§ Task to carry out
Restate every line of the material that follows, word for word.
BEGIN
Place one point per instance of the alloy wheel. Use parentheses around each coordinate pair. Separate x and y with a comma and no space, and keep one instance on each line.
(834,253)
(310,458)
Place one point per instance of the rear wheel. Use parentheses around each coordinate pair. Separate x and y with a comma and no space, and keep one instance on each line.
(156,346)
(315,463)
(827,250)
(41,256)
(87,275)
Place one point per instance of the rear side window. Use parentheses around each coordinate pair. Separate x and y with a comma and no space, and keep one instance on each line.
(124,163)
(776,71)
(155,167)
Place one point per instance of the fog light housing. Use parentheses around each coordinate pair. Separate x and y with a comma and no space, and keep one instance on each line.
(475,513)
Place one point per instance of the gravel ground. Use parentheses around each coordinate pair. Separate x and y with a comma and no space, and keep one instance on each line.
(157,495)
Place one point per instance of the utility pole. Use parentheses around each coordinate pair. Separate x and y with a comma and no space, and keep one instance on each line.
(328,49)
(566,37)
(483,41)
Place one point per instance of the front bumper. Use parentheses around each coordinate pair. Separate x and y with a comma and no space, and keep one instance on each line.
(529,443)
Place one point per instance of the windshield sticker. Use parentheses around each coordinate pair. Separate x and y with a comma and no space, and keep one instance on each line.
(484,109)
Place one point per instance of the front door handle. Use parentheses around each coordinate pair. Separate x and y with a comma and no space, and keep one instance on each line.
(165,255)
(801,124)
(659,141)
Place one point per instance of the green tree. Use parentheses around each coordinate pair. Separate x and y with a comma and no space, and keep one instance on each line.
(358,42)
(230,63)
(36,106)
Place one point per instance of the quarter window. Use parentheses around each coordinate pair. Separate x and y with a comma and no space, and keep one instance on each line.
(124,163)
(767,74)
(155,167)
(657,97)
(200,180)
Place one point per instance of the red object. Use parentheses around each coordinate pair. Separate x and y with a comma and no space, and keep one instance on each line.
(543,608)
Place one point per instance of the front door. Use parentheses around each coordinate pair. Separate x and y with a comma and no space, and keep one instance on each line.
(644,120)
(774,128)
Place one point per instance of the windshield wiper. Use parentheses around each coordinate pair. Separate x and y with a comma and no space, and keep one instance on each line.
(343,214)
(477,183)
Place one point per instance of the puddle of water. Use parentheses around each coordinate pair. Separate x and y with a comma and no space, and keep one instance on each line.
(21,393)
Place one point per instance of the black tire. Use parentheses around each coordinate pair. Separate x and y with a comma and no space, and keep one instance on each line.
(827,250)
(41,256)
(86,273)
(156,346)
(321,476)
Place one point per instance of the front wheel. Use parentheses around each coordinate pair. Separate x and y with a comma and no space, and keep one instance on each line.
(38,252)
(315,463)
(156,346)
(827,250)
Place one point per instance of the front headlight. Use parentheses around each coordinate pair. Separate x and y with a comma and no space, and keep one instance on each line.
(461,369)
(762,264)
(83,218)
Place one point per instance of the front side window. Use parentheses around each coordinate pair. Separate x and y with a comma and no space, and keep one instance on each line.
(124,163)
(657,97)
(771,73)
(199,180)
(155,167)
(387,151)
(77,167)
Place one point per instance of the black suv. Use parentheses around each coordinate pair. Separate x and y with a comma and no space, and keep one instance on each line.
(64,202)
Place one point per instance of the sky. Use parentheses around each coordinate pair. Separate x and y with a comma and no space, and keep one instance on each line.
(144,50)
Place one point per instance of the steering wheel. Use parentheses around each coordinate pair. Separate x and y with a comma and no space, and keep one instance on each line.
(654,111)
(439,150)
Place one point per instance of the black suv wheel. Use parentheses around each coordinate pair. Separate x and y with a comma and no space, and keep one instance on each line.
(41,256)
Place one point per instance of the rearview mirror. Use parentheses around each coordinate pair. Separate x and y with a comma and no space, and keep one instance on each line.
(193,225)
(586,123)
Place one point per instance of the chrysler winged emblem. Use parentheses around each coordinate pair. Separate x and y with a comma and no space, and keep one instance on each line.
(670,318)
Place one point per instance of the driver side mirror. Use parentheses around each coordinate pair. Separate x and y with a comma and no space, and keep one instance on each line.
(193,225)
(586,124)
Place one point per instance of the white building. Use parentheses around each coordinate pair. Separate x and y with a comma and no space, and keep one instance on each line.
END
§ Answer space
Place one point per instance of the alloy wheel. Use parentheses around each coordinate pair. Separate x and y with a comma and no space, and keep one instance on each line.
(834,253)
(310,458)
Place one point per instance of the rear wheel. Use parentheses around each coordinate pair. Separate x and y with a comma and no space, and keep one instance on each line.
(156,346)
(315,463)
(827,250)
(41,256)
(87,275)
Place one point per instance of the rear side window. Use parentheses around each coordinate pair. Separate x and y with a comma and no space, and keep one instance on each line.
(124,163)
(776,71)
(155,167)
Place one point per instance of the fog light housing. Use parentheses around each coordinate pair. Separate x and y with a comma and no space, and keep one instance on each line.
(475,513)
Place one point per instance of the gravel ground. Use parentheses around each coordinate pair. Separate x and y with a comma and no space, and keep one instance on each line.
(157,495)
Place one point per instance of the utility pole. Use parentheses around each coordinate pair. Separate x and y with a comma and no space, and keep one instance on each line.
(328,49)
(566,37)
(483,41)
Place one point per instance of the front bumper. Use parentheses around each coordinate pair. Separate x and y with a comma and no space, and keep one instance on each line.
(529,443)
Place one point per instance of the windshield sticker. Use parentheses around each coordinate pair. Separate x and y with a comma and no space, and keep one instance on each line.
(484,109)
Place one point per instance of the front door handle. Use parentheses around each coordinate pair. Separate x and y with a comma and no space, and keep one instance on each line.
(165,255)
(801,124)
(659,141)
Place one point per instance of the green tree. Use parentheses around each coordinate pair. Separate x and y with a comma and no space, and keep one instance on each line.
(358,42)
(230,63)
(36,106)
Place one point per instance of the quarter window. Use parentheses around each coordinate pair. Separate x and y with a comma and no space, and keep one instance on each line.
(124,163)
(767,74)
(155,167)
(657,97)
(200,180)
Place one point per instance of the red object. Use parentheses around each coordinate pair. Separate x and y with a comma and no space, and keep one instance on each line.
(543,608)
Place one point per instance of the front door. Use parentheses around each coordinate pair. Separate x and y with a comma and no space, and keep one instance on each line.
(644,120)
(774,128)
Place one point per instance of the windshield wiper. Use parentheses around each coordinate pair. Separate x and y with a comma and no space, and keep one instance on each line.
(343,214)
(477,183)
Place one point per instance of the puddle of water. Use parentheses around each coordinate pair. Separate x and y with a comma and no space, and keep one instance on each line.
(21,393)
Place one point per instance of the black tire. Use parentheses around each coordinate pair. Separate x and y with a comma and no space, and keep one instance on each line.
(827,250)
(41,256)
(86,273)
(156,346)
(321,476)
Place one point per instance of the front wheel. Use parentheses around each coordinate pair. Separate x and y with a comma and no space, and keep one instance on each line.
(38,252)
(315,463)
(156,346)
(827,250)
Place one point per instance of the front headlight. Use parentheses around each coordinate pair. Separate x and y with a comma and no space, and keep one instance on each line.
(461,369)
(762,264)
(83,218)
Place one point per instance of the front side window. Use parentheses around each coordinate pair. Separate x and y with a comma and no space, and keep one instance on each line.
(124,163)
(657,97)
(771,73)
(199,180)
(155,167)
(387,151)
(77,167)
Place one point per instance of the black suv. Use parentheses around each coordinate pair. Separate x and y with a comma and no space, and keep one instance on each line.
(64,202)
Place one point per instance of the sky. Use parentheses around each coordinate pair. Separate x and y with a comma and no space, and keep one instance on each line.
(144,50)
Place one point per instance of the steering wheel. Use parentheses around each coordinate pair. Separate x and y with a comma and no space, and keep one instance on each line.
(654,111)
(439,150)
Place one point per instance of the black suv wheel. Use parentheses around each coordinate pair. Separate x and y with a comma and no space, and keep one instance on each line.
(41,256)
Place one point per instance of the rearview mirror. Use parentheses around each coordinate pair. Separate x and y with a comma and no space, and keep one instance on each line.
(193,225)
(586,123)
Place one point per instance of the chrysler winged emblem. Use parentheses around each coordinate pair. Separate x and y with a comma and no space, and keep one instance on each line.
(670,318)
Place one point per instance of the driver side mirror. Use parentheses around each coordinate pair. Separate x and y with a comma and no space, and keep one instance on each line.
(193,225)
(586,124)
Place one point per instance of the white building. Use parentheses around each coordinate pair. Separate x and y with a comma and no space, and keep one instance on each line.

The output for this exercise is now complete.